#### [Your goal]
Rewrite the listing below, substituting "tilted palm tree" for "leaning palm tree" and keeping everything else the same.

[Location labeling records]

####

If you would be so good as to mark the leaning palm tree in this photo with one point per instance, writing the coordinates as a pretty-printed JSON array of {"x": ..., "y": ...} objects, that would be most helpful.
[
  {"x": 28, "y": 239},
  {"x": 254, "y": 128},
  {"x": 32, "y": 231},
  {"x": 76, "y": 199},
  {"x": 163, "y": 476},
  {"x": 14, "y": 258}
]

####

#### [Solution for this task]
If you would be so good as to mark the tilted palm tree in this photo with one point per instance, writing the coordinates as a pretty-printed JSON array of {"x": ..., "y": ...} objects, that would be most helpful.
[
  {"x": 28, "y": 239},
  {"x": 254, "y": 128},
  {"x": 32, "y": 231},
  {"x": 76, "y": 199},
  {"x": 163, "y": 476},
  {"x": 14, "y": 258}
]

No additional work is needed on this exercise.